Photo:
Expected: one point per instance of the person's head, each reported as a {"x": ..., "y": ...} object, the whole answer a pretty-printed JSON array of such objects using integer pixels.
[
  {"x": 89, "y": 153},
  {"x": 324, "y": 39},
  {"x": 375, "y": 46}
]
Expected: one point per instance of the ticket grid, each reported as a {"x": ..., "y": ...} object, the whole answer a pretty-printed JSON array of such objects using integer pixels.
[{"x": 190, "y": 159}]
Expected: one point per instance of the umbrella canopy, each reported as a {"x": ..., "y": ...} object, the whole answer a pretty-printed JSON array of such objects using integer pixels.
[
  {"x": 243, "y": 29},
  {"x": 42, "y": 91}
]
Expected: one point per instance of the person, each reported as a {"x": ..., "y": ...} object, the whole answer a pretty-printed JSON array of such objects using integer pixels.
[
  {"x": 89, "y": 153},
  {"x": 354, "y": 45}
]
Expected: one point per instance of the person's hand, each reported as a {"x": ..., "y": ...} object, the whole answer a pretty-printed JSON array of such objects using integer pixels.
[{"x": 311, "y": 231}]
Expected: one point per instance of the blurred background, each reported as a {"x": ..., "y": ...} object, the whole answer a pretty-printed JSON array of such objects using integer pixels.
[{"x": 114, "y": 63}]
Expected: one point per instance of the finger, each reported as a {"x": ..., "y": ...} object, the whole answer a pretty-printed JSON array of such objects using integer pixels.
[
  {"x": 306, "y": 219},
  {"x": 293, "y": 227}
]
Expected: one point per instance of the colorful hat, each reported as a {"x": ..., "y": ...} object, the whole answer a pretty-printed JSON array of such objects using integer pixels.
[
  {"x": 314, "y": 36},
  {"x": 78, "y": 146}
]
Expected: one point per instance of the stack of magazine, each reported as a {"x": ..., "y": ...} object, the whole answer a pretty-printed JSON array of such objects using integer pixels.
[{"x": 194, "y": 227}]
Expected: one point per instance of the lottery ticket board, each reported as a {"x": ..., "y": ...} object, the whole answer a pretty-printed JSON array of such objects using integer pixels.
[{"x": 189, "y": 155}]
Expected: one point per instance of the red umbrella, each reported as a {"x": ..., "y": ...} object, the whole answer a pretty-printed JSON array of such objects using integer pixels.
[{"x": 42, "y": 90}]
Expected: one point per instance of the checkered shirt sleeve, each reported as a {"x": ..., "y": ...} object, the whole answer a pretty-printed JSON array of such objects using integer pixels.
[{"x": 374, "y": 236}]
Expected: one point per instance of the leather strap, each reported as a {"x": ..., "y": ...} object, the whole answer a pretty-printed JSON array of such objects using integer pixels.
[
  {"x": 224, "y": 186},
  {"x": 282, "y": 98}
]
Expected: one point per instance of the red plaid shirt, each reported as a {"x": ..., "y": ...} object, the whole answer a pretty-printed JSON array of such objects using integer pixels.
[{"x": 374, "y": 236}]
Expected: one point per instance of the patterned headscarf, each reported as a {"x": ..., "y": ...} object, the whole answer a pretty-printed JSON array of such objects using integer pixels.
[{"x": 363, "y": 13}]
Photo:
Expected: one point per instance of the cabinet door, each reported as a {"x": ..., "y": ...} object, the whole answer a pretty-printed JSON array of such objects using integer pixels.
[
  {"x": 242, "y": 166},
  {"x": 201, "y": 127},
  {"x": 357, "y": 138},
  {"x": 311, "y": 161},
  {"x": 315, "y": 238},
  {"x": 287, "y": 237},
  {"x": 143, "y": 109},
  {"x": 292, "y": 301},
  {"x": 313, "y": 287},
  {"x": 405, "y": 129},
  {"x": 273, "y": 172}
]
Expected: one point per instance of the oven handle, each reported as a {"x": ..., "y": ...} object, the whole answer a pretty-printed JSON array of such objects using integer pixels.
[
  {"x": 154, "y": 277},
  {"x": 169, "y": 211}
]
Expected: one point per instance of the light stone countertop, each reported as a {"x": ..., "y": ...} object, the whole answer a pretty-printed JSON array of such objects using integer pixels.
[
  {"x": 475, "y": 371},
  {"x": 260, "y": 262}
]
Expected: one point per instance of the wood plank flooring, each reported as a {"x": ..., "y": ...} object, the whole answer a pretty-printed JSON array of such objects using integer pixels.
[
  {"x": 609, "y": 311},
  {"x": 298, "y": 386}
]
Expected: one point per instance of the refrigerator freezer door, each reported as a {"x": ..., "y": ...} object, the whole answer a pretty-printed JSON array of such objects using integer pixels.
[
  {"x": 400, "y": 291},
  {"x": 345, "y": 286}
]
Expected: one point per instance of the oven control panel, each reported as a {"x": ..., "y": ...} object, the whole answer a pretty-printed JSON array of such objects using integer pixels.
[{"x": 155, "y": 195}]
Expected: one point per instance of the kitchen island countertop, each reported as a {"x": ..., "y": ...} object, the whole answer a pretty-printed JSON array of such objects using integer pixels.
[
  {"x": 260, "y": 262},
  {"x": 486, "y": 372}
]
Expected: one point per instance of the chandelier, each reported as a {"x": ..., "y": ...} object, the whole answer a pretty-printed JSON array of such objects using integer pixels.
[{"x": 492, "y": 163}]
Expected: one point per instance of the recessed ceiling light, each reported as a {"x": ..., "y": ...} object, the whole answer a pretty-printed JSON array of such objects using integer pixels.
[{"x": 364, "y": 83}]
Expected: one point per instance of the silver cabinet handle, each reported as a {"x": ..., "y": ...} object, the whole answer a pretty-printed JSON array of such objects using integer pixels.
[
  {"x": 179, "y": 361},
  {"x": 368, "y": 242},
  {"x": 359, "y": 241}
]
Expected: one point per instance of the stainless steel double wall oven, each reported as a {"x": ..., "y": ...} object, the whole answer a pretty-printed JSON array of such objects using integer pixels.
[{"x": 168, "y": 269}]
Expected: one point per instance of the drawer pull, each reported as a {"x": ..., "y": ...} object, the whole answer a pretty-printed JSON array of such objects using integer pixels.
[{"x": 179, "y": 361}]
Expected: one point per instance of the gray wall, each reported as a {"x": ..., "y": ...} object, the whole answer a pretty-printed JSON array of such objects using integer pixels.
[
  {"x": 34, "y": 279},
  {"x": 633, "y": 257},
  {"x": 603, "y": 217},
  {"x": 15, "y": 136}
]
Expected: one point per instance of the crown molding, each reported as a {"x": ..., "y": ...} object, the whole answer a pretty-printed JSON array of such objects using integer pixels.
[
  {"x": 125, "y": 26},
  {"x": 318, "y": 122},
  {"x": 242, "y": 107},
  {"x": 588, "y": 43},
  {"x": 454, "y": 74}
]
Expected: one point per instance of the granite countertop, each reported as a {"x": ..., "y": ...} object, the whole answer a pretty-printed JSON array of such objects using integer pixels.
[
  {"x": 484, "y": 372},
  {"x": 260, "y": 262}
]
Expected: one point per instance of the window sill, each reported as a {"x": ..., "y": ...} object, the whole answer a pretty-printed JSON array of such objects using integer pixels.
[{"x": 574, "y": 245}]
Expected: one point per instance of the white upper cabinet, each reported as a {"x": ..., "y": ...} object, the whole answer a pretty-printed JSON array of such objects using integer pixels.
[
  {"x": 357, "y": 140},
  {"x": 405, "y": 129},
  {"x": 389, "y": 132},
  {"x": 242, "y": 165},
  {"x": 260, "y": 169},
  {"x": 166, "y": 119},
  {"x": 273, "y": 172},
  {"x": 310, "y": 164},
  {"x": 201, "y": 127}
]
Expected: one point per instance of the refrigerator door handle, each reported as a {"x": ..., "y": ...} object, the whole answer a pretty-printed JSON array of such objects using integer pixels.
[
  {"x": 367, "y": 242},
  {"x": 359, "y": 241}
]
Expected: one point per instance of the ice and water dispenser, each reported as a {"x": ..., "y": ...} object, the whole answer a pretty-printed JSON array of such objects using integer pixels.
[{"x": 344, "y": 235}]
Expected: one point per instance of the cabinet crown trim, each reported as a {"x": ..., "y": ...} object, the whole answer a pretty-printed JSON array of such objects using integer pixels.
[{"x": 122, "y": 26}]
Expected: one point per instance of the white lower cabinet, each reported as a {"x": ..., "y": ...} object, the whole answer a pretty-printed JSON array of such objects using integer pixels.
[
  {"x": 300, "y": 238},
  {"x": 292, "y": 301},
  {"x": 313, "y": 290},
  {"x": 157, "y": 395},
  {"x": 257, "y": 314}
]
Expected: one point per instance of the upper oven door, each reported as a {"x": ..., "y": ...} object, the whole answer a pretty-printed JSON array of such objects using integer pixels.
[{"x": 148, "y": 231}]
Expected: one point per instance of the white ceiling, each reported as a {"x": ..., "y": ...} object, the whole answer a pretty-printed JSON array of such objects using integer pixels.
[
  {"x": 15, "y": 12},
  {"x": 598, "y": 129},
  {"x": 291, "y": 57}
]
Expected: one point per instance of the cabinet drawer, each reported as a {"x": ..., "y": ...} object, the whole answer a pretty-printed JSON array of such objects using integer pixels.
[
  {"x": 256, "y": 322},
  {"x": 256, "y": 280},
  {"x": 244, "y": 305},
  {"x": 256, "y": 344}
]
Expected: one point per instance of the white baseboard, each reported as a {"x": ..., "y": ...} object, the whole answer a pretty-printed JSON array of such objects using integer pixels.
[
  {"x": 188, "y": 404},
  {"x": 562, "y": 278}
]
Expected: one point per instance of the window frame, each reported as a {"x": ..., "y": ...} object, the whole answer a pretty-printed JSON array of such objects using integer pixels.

▬▬▬

- [PROBLEM TO WORK ON]
Repeat only the lines from the one holding "Expected: one point per instance of the white baseboard, each" through the last line of the data.

- [PROBLEM SOLUTION]
Expected: one point per instance of the white baseboard, each reported as a {"x": ..., "y": ...} object, the whole answer a pretty-printed JSON array of such objects using integer pixels.
[
  {"x": 188, "y": 404},
  {"x": 562, "y": 278}
]
Expected: one point per instance of the window frame, each reported as a {"x": ..., "y": ...} object, the whole answer a pretty-printed JSON array of such objects using integer pixels.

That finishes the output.